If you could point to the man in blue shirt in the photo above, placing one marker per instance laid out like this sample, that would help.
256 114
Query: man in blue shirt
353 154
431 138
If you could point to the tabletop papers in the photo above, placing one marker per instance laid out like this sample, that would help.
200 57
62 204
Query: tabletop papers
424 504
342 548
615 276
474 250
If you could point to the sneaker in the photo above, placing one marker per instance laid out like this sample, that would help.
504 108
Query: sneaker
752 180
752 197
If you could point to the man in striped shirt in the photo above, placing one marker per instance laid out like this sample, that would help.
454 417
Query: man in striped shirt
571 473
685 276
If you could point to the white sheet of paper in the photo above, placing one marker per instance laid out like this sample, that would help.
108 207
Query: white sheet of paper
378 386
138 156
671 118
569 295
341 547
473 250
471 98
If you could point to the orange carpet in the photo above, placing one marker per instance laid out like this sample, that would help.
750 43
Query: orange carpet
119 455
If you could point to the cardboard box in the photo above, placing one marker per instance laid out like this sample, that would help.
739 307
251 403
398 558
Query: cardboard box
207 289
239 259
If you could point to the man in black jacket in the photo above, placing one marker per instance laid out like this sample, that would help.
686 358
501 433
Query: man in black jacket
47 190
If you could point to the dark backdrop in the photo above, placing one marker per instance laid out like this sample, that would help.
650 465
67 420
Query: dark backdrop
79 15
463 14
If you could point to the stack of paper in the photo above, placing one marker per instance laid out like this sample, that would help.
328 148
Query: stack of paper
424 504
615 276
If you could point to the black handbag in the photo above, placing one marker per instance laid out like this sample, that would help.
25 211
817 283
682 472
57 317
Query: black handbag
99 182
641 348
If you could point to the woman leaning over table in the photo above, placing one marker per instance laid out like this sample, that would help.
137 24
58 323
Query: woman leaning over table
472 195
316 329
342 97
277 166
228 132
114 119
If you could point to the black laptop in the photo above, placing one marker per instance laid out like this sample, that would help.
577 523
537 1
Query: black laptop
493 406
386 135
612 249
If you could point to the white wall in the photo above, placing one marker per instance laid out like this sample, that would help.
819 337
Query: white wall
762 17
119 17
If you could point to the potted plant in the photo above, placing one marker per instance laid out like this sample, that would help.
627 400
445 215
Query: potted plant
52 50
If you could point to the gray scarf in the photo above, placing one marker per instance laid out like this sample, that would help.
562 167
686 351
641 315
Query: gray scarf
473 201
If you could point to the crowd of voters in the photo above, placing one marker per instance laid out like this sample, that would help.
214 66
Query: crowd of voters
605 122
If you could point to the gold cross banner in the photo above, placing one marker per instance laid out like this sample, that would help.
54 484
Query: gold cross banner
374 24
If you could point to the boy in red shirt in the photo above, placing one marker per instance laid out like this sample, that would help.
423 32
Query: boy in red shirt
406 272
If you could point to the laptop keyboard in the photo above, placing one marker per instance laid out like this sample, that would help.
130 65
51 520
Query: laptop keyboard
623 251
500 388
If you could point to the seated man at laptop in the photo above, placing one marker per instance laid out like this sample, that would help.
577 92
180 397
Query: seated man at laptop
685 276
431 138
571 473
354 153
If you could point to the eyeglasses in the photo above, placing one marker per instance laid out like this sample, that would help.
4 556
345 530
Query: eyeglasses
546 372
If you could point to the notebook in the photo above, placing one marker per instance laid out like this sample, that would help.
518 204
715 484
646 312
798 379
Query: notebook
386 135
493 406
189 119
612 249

════════════════════

§ **Exercise**: Make a verbatim copy of every entry shown above.

§ **Exercise output**:
If you could point to the man in blue shirt in the photo above, placing one marker per instance laid out like this sample, that would help.
256 114
Query: man in blue shirt
353 154
431 138
If you could point to the tabletop papers in the photo above, placing one marker per instance laid out like this sample, that would help.
200 57
62 204
Query: tabletop papers
424 504
342 548
615 276
474 250
If you could point to the sneaker in the photo above, placing one marker per instance laid out like this sample, that would help.
504 108
Query: sneaker
752 180
752 197
If you could point to the man in striped shirt in the photo above, placing one marker per instance laid out like this sample, that would help.
454 417
Query: man in striped shirt
571 473
685 276
If you could point to the white sheet of paper in the photo above, placing one marker per instance laid out like this sample, that would help.
108 207
Query: white sheet of paper
378 386
138 156
671 118
569 295
341 547
473 250
471 98
If you could point to the orange carpet in the photo above, placing one marker per instance laid out like this sample, that would help.
750 43
Query: orange carpet
119 455
If you could point to the cardboard box in the photo above, placing one marker per instance laid out like this sample, that would help.
739 307
251 403
398 558
Query: cardboard box
207 289
239 259
If you could point to the man in black jacket in the photo above, placing one marker per instance laid out like this sample, that would help.
686 358
501 433
Query: man in black jacket
47 190
If you could point to the dark backdrop in the photo above, placing one marker per instance laid out like this sample, that would help.
650 465
67 420
Query: dark backdrop
79 15
463 14
If you could point to the stack of paper in the photo above, placing one marker per instance laid out like this sample, that would help.
328 148
Query: stack of paper
424 504
615 276
If you could point to the black handbag in the photo above, placing one marker per instance laid out like this sample, that would help.
25 211
817 283
682 472
57 317
Query: black handbag
99 182
641 348
If you could point to the woman leaning over table in the photo above, placing one marker per instance laid out like this sample, that would help.
137 24
58 323
Query: woman leaning over table
472 195
316 329
342 97
277 166
228 132
114 119
If you could point to the black laptop in the photo above, placing one marker per instance laid out like this sample, that would help.
577 523
537 1
Query: black laptop
493 406
386 135
612 249
If you could point to the white wall in the photo above, placing one marker per instance laid out like this sample, that would help.
819 337
Query: white wall
762 17
119 17
If you could point to the potted plant in the photo above, placing one marker per instance laid out like this sample, that would help.
627 400
445 215
Query: potted plant
52 50
If you could point to the gray scarf in the photo above, placing one marker per instance laid out like this sample, that would help.
562 167
686 351
641 315
Query: gray scarf
473 201
If you could point to the crowd of voters in the photo above, placing one marker per instance laid out like this sample, that would help.
214 66
Query: crowd of voters
605 122
If you could point to the gold cross banner in the photo above, placing one marker per instance laid out like this sample, that would help.
54 484
Query: gold cross banner
374 24
If you could point to the boy in red shirt in the photo above, placing one marker per instance laid out like this sample, that would help.
423 32
Query: boy in red shirt
406 272
If you could point to the laptop keyboard in the photo above, placing one marker per instance laid out like this sample, that would help.
130 65
51 520
Query: laptop keyboard
623 251
500 388
If you could point to the seated man at laptop in the photo above, placing one marker per instance laid out like this sample, that would help.
577 92
180 397
Query: seated man at laptop
685 276
431 138
571 473
354 153
If you could point to the eyeglasses in the photo above, placing one marker per instance laid out like this sample, that would help.
4 556
345 530
Query: eyeglasses
546 372
If you could point to the notebook in the photo above, placing one marker per instance laid out like this sample, that would help.
518 204
715 484
646 312
798 379
Query: notebook
386 135
493 406
189 119
612 249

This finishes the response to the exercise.